** WHAT YOU ARE ASKED TO DO **
Your task is to output the data exactly as it stands.

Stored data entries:
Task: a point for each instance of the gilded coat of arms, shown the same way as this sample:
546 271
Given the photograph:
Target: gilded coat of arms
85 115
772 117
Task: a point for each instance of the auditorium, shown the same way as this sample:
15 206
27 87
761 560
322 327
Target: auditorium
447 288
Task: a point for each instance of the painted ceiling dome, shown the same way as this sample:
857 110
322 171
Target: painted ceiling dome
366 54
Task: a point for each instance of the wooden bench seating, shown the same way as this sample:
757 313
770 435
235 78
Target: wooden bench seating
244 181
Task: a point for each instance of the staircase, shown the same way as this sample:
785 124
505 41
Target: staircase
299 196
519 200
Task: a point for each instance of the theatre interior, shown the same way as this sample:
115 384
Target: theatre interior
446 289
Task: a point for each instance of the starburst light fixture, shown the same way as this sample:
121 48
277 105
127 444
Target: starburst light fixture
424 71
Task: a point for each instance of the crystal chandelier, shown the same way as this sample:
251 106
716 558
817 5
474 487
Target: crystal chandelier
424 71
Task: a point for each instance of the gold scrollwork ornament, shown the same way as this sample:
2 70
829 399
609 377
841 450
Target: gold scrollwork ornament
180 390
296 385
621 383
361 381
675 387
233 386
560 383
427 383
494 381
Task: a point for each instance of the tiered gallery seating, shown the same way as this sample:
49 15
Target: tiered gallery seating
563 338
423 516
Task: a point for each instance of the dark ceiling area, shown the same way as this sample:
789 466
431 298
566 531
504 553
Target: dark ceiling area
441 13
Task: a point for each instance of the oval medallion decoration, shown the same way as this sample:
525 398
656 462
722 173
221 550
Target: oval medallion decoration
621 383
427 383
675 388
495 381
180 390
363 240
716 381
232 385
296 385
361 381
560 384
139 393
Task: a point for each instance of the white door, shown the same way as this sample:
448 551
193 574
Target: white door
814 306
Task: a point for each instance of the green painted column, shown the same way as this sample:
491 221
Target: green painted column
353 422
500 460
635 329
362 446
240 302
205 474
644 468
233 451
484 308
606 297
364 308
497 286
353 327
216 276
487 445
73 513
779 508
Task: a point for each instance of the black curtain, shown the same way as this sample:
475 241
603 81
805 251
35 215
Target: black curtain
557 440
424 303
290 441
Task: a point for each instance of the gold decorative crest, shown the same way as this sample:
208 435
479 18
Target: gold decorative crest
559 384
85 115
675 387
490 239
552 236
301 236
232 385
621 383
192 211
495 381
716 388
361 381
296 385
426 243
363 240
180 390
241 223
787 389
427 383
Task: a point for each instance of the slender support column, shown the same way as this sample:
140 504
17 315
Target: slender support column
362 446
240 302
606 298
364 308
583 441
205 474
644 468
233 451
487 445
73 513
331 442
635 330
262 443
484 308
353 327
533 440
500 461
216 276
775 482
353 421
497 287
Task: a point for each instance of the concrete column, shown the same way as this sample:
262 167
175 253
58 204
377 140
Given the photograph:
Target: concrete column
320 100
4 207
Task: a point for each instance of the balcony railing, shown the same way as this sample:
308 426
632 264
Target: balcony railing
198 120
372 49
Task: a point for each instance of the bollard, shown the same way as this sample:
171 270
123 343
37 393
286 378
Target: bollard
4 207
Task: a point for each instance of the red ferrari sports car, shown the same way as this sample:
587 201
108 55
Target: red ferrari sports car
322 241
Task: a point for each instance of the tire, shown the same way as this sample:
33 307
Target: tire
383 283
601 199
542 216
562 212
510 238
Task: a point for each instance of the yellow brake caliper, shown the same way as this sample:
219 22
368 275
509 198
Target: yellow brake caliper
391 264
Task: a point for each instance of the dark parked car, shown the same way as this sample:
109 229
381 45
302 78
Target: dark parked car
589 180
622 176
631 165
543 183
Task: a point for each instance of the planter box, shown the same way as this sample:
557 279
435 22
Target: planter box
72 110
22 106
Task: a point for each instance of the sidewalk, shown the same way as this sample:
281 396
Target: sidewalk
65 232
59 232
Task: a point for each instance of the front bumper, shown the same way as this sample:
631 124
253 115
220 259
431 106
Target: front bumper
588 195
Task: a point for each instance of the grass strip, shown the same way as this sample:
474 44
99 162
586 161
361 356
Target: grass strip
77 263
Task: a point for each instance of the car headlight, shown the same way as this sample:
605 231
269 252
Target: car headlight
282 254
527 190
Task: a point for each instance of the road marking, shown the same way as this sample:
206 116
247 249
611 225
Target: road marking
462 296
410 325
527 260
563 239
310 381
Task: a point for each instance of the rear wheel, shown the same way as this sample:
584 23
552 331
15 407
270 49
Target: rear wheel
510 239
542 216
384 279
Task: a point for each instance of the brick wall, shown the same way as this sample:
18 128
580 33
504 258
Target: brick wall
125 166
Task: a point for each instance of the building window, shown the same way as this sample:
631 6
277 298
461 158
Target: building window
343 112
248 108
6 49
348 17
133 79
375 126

** EXERCISE RESULT **
Task: a point for each instance of the gilded coat of arms, shown the same way as this sample:
546 271
Given the photograph:
Target: gilded coat of arms
85 115
772 117
Task: a point for each instance of the auditorium, shown the same way as this sample:
15 206
27 87
761 560
322 327
Target: auditorium
447 288
Task: a point for each instance of the painted ceiling dome, shown the same way as this sample:
857 110
322 171
Target: painted ceiling dome
366 54
Task: a point for each instance of the wooden bench seating, shown the same way as this sample:
757 313
770 435
235 78
Target: wooden bench seating
244 181
Task: a point for each instance of the staircase, shown the same way as this sample:
785 124
505 41
Target: staircase
299 196
519 200
Task: a point for each instance of the theatre interior, shown the same way as this sample:
115 384
Target: theatre interior
446 289
Task: a point for each instance of the starburst light fixture, shown the same way as this sample:
121 48
277 105
127 444
Target: starburst light fixture
424 71
Task: a point for each instance of the crystal chandelier, shown the same way as this sample:
251 106
716 558
817 5
474 487
Target: crystal chandelier
424 71
Task: a point for each instance of the gold scrollwork ornament, shown the same way as this sample:
2 70
829 399
609 377
841 450
Target: gold scrollwork ornament
180 390
296 385
621 383
361 381
675 387
233 386
560 383
427 383
494 381
Task: a point for each instance of the tiered gallery seating, shown the same way as this sample:
49 15
Target: tiered gallery seating
563 338
423 516
Task: a point for each instance of the dark ceiling area, shown the same way as this sample:
789 466
431 298
566 531
504 553
Target: dark ceiling area
441 13
Task: a point for each instance of the oval medallion decoration, shown the same way as this sample:
525 398
656 462
722 173
221 550
Target: oval medallion decoration
621 383
427 383
675 388
495 381
180 390
363 240
716 381
232 385
296 385
361 381
560 384
139 393
Task: a point for each instance of the white door, shown the same way as this sample:
448 551
193 574
Target: white door
814 306
Task: a point for each instance of the green painted column, shown the same way as this sample:
491 221
Target: green painted column
353 422
500 460
635 329
362 446
240 302
205 474
644 468
233 451
484 308
606 297
364 308
497 286
353 327
216 276
487 445
73 513
779 508
Task: a point for each instance of the black curtain, shown the same way as this sample:
475 241
603 81
805 251
35 215
Target: black curtain
557 440
424 303
290 441
Task: a point for each instance of the gold decorative crest, shown the same way as this sample:
208 435
479 18
Target: gold decorative crest
559 384
85 115
675 387
490 239
552 236
301 236
232 385
621 383
192 211
495 381
716 388
361 381
296 385
426 243
363 240
180 390
241 223
787 389
427 383
Task: a point for each instance of the slender support column, shown the same way as this sample:
140 504
17 315
Target: slender support column
362 446
240 302
606 298
364 308
583 441
205 474
644 468
233 451
487 445
73 513
331 442
635 330
262 443
484 308
353 327
533 440
500 461
216 276
775 482
353 421
497 287
Task: a point for each instance of the concrete column, shown the same way as this sample:
262 167
175 253
58 204
377 140
Given the photograph:
Target: concrete column
320 100
4 207
Task: a point for each instance of the balcony railing, shown the same way as this sample:
308 426
632 264
Target: balcony railing
198 120
372 49
Task: a point for each instance of the bollard, shown the same way as this sample:
171 270
123 343
37 393
286 378
Target: bollard
4 207
Task: a point for each instance of the red ferrari sports car, shown the same way as this sample:
587 201
108 55
Target: red ferrari sports car
322 241
Task: a point for each instance of the tire, shown the same way as this sample:
33 307
Target: tire
383 283
601 199
542 216
562 212
510 238
Task: a point for each instance of the yellow brake caliper, shown the same way as this sample:
219 22
368 275
509 198
Target: yellow brake caliper
391 264
Task: a point for each instance of the dark parked car, shown the same way as this sample:
109 229
381 45
302 78
Target: dark parked car
589 180
622 176
631 165
543 183
Task: a point for each instance of the planter box, shown the same way as this sample:
557 279
435 22
Target: planter box
72 110
22 106
Task: a point for each instance of the sidewalk, shown the same way as this sample:
281 396
Target: sidewalk
65 232
59 232
Task: a point for each instance of the front bumper, shown the same way as this sample:
631 124
253 115
220 259
431 106
Target: front bumper
588 195
Task: a point for each instance of the grass strip, shown the same way as this sample:
474 44
99 162
586 161
361 356
Target: grass strip
77 263
Task: a point for each instance of the car headlight, shown the same way as this sample:
605 231
269 252
Target: car headlight
282 254
527 190
Task: a point for each instance of the road marking, shown the same way as this sample:
206 116
247 249
611 225
Target: road marking
462 296
410 325
527 260
563 239
310 381
Task: a point for each instance of the rear wheel, shown the same way as this sample:
584 23
552 331
15 407
270 49
Target: rear wheel
510 239
542 216
384 279
Task: a point for each instance of the brick wall, shown the same way as this sample:
18 128
580 33
504 258
Target: brick wall
125 166
Task: a point for each instance of the building window, shown the same way as this sample:
631 6
277 298
461 158
Target: building window
343 112
248 108
6 49
348 17
133 79
375 126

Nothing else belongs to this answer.